▶ [SUPPLIED PASSAGE]:
——————————
After visual inspection and filtering of flagged alignments, the collection of final high quality alignments can then be used for a variety of phylogenetic estimation methods. Gene trees can be inferred based on single alignments and a concatenated maximum likelihood tree can be estimated based on all alignments combined. Since all alignment filtering was conducted by codon, each nucleotide can still be assigned its correct codon position. PartitionFinder
In addition to sequence-based alignments, EAPhy will also generate concatenated alignments that include polymorphic sites exclusively. SNAPP
Sequencing success can vary among individual samples. If specific individuals are systematically underrepresented and miss data for many loci, it is possible that the phylogenetic placement of such taxa is ambiguous and the investigator would prefer to exclude these samples. Thus, the potential impact of missing individuals across loci should be accounted for. EAPhy attempts to highlight where this is likely by: a) providing alternative datasets with different numbers of missing individuals allowed and b) providing summary statistic output files quantifying the number of loci sequenced for each individual. This enables the investigator to further explore the potential effects of missing data on phylogenetic inference.
——————————
Image-grounded pointing data:
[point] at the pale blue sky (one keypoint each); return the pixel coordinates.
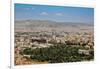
(54, 13)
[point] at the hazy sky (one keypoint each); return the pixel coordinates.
(54, 13)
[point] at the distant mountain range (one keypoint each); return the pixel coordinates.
(34, 24)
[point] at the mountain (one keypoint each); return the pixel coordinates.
(36, 25)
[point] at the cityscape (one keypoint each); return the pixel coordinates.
(53, 34)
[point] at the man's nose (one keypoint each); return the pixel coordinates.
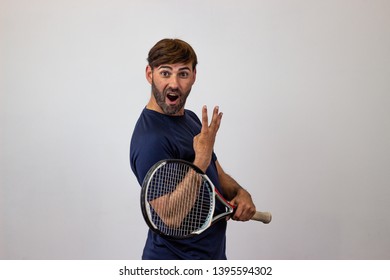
(173, 82)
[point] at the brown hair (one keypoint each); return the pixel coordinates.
(172, 51)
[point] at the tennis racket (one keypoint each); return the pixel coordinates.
(178, 200)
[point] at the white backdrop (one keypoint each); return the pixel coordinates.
(305, 90)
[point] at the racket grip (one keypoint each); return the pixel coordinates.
(264, 217)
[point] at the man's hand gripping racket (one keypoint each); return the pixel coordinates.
(178, 200)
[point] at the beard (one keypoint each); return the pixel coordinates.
(170, 109)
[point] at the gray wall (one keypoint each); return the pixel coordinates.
(304, 87)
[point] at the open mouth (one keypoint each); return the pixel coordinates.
(172, 97)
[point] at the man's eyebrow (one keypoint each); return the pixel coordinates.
(165, 66)
(170, 68)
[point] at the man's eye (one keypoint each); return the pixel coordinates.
(165, 74)
(184, 74)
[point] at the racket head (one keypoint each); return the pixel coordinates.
(195, 210)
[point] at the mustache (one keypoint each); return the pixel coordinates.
(173, 90)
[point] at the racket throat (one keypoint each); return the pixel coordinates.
(228, 212)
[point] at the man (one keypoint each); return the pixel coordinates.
(166, 130)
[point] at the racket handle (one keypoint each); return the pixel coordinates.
(264, 217)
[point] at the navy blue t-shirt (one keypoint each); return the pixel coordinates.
(156, 137)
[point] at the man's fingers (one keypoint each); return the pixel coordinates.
(215, 120)
(205, 118)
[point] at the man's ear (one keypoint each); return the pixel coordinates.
(149, 74)
(194, 75)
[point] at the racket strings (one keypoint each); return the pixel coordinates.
(180, 200)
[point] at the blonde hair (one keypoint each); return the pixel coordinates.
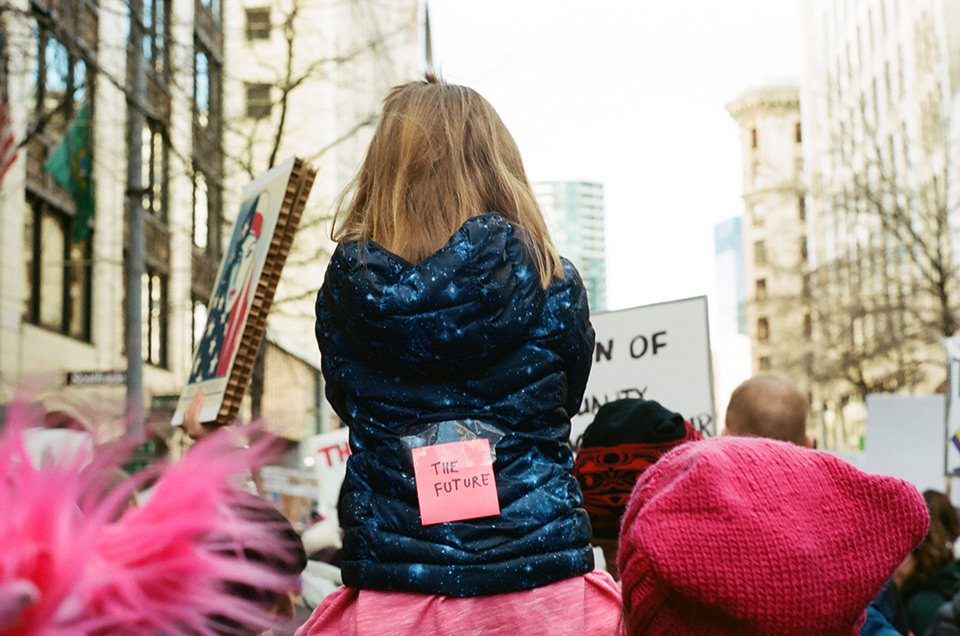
(440, 155)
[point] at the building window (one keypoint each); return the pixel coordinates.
(206, 88)
(155, 22)
(763, 330)
(60, 80)
(154, 307)
(759, 213)
(200, 210)
(58, 271)
(258, 101)
(213, 6)
(760, 252)
(155, 164)
(201, 86)
(761, 289)
(258, 23)
(205, 217)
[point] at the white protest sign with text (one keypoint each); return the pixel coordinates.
(657, 352)
(330, 452)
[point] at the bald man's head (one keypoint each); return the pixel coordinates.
(768, 406)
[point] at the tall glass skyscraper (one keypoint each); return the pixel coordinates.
(574, 214)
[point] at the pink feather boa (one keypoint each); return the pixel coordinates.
(158, 569)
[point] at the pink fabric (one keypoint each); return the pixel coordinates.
(587, 605)
(749, 537)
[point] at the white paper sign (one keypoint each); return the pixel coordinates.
(657, 352)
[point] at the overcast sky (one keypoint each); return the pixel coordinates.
(631, 94)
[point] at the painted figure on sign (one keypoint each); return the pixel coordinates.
(239, 294)
(233, 296)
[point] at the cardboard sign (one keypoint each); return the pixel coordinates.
(455, 481)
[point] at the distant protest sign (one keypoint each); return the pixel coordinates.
(657, 352)
(455, 481)
(330, 452)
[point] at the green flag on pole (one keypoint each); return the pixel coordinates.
(70, 165)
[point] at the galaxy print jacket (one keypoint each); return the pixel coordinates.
(466, 334)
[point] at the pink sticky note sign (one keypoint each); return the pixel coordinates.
(455, 481)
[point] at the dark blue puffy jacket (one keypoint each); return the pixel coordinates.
(467, 334)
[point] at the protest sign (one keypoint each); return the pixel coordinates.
(330, 452)
(455, 481)
(657, 352)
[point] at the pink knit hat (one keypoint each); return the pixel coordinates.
(748, 536)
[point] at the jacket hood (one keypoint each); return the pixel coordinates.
(475, 295)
——————————
▶ [PROBLEM REQUIREMENTS]: Continue the EAPhy passage on phylogenetic alignments from its final sentence.

▶ [ANSWER SECTION]:
The first objective of developing EAPhy was to provide a flexible and rigorous tool to generate reliable alignments, while minimizing the need for extensive visual inspection. Secondly, EAPhy was designed to allow filtering criteria for missing data to vary and investigate the impact of missing data on phylogenetic estimation. Lastly, EAPhy creates a large number of desired input formats for subsequent analysis, enabling the exploration of distinct inference methods. Negating the effort of manual alignment filtering and processing, EAPhy will hopefully stimulate further research into the potential consequences of applying alternative criteria for missing data and datatype, and how this might ultimately result in (in)congruent estimates of phylogenetic relationships across methods. The simultaneous development of novel molecular approaches to sequence orthologous genetic markers and bioinformatic methods to analyze such data, will ultimately provide us with the tools to generate a phylogenetic framework for all taxa across the tree of life.
The author has declared that no competing interests exist
All scripts are written in Python and throughout the pipeline, many functions benefit from modules that have been developed as part of the excellent BioPython distribution (http://biopython.org/wiki/Main_Page). I would like to thank Craig Moritz and Lisa Schwanz for providing advice and support during the development of EAPhy. I also would like to thank the members of the Moritz’ lab but in particular Ana-Catarina Silva for providing helpful suggestions to improve the pipeline and Jason Bragg for his valuable contribution to improve this manuscript.